### WHAT TO PRODUCE
Can you write out, word for word, the part of the Python dictionary thread from "You can now" to "and end values."?

Begin SUPPLIED PASSAGE

On Thu, Jul 22, 2010 at 3:21 PM, Vikram <kp...@rediffmail.com> wrote:

> Suppose you have the following list:
>
> >>> x =[['cat',10],['cat',20],['cat',30],['dog',5],['dog',1],['dog',3]]
>
> My problem is that i wish to obtain the following two dictionaries:
> xdictstart = {'cat':10, 'dog':1}
> xdictend = {'cat':30, 'dog':5}
>
> Any nice way to do the above? Thanks.
>

How about this :
>>> x
[['cat', 10], ['cat', 20], ['cat', 30], ['dog', 5], ['dog', 1], ['dog', 3]]

Remove duplicates for key pair of dictionary.
>>> keys = list(set(i[0] for i in x))
>>> keys
['dog', 'cat']

Now for every unique keys  make a list containing all the items for that
key.
>>> [sorted([i for i in x if i[0]==k], key=operator.itemgetter(1)) for k in
keys]
[[['dog', 1], ['dog', 3], ['dog', 5]], [['cat', 10], ['cat', 20], ['cat',
30]]]

You can now easily create dictionary.
>>> xdictstart = dict(i[0] for i in [sorted([i for i in x if i[0]==k],
key=operator.itemgetter(1)) for k in keys])
>>> xdictstart
{'dog': 1, 'cat': 10}
>>> xdictend = dict(i[-1] for i in [sorted([i for i in x if i[0]==k],
key=operator.itemgetter(1)) for k in keys])
>>> xdictend
{'dog': 5, 'cat': 30}

The benefit is you can make a complete dictionary if you want, not only
start and end values.


> -------
> Those interested in the above problem may consider the following code
> (which does not actually do what i want):
>
> >>> xdictend = dict(x)

End SUPPLIED PASSAGE
Begin SUPPLIED DATA

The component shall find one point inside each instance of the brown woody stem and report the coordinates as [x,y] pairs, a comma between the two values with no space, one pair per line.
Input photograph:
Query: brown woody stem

End SUPPLIED DATA

### TASK OUTPUT
You can now easily create dictionary.
>>> xdictstart = dict(i[0] for i in [sorted([i for i in x if i[0]==k],
key=operator.itemgetter(1)) for k in keys])
>>> xdictstart
{'dog': 1, 'cat': 10}
>>> xdictend = dict(i[-1] for i in [sorted([i for i in x if i[0]==k],
key=operator.itemgetter(1)) for k in keys])
>>> xdictend
{'dog': 5, 'cat': 30}

The benefit is you can make a complete dictionary if you want, not only
start and end values.